*Task statement*
Write out exactly the lines running from the line that includes "of the patio" to the end of the data, both ends included, and nothing besides.

(Labeled-object pointing entries)

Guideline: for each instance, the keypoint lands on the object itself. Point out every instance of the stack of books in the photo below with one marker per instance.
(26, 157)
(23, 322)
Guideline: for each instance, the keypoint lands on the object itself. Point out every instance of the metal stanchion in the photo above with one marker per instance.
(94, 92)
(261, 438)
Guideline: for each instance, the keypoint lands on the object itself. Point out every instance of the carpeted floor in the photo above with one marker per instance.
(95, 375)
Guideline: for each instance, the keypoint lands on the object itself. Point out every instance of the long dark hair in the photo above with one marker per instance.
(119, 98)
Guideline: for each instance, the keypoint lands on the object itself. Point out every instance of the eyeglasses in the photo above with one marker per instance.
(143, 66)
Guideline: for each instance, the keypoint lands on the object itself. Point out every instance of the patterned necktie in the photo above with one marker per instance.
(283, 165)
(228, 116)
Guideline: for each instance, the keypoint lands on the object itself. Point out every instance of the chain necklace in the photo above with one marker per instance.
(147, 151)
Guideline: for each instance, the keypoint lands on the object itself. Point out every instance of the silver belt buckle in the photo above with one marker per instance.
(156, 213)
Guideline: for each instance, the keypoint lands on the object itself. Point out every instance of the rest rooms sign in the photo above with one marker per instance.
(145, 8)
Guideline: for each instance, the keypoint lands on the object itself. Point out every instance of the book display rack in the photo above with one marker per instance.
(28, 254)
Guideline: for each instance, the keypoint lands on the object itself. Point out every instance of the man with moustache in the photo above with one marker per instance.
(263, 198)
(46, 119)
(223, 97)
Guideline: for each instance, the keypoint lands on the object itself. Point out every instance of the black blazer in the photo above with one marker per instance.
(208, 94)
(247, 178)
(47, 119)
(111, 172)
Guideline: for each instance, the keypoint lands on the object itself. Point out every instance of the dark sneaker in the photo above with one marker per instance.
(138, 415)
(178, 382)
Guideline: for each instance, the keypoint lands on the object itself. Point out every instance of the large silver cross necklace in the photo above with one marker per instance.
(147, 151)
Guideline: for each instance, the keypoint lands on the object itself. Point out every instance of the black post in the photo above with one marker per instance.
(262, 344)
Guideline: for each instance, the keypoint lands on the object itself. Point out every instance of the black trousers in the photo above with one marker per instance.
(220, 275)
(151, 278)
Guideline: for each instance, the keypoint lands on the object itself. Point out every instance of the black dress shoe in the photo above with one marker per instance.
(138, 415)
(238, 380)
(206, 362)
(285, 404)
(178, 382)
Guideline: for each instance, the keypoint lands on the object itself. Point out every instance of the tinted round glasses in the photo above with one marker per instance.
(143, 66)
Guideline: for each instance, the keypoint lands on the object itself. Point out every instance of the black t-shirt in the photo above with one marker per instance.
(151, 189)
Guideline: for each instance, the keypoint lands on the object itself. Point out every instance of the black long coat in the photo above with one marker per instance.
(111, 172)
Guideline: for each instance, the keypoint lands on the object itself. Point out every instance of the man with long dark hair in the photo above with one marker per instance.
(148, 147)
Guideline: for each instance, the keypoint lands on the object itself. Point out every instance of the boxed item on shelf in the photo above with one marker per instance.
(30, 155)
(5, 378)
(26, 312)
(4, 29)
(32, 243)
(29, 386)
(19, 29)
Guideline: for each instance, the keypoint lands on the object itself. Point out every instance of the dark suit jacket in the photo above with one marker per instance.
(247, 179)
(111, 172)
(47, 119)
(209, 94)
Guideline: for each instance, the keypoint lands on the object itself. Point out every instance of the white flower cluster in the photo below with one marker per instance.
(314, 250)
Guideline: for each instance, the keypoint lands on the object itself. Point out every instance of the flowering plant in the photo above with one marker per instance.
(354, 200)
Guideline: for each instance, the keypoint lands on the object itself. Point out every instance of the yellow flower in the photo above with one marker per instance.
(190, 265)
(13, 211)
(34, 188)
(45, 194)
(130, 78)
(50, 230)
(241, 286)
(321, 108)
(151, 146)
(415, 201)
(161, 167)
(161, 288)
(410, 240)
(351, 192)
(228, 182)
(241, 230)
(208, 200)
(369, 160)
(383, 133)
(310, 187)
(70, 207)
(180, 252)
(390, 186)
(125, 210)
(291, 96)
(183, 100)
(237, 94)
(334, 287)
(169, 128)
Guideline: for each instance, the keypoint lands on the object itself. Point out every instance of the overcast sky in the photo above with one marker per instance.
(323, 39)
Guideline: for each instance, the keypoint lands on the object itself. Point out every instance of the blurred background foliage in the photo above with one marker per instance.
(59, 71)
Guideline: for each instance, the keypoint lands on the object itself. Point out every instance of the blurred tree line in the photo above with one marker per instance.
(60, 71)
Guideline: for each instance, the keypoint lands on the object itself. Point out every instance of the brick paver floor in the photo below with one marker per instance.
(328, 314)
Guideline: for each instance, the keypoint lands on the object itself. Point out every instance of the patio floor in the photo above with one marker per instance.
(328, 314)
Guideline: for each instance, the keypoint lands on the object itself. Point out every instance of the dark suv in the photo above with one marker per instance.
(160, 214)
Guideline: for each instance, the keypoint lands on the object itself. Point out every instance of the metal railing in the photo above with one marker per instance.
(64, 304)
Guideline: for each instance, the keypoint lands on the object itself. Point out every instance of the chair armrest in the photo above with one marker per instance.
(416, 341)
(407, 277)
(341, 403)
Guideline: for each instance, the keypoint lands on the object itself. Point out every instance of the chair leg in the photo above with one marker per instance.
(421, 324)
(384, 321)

*The reply*
Guideline: for each instance, the keypoint lands on the object itself. Point out every instance of the patio floor in the photo above with one marker per instance.
(328, 314)
Guideline: for each instance, the keypoint lands on the object itself. Point out every instance of the dark suv in the photo above with one marker per instance.
(160, 214)
Guideline: for each instance, the keypoint lands on the object itself. Point out every instance of the metal railing in the photo above with one marker per instance.
(64, 304)
Guideline: for each instance, the keypoint lands on the object itself. Point out every instance of the chair armrest in the photo above with one marker per instance.
(416, 341)
(407, 277)
(341, 403)
Guideline: for each instance, the keypoint lands on the object itself. Point out every instance of the chair leg in the photo above with one marker per instance.
(421, 324)
(384, 321)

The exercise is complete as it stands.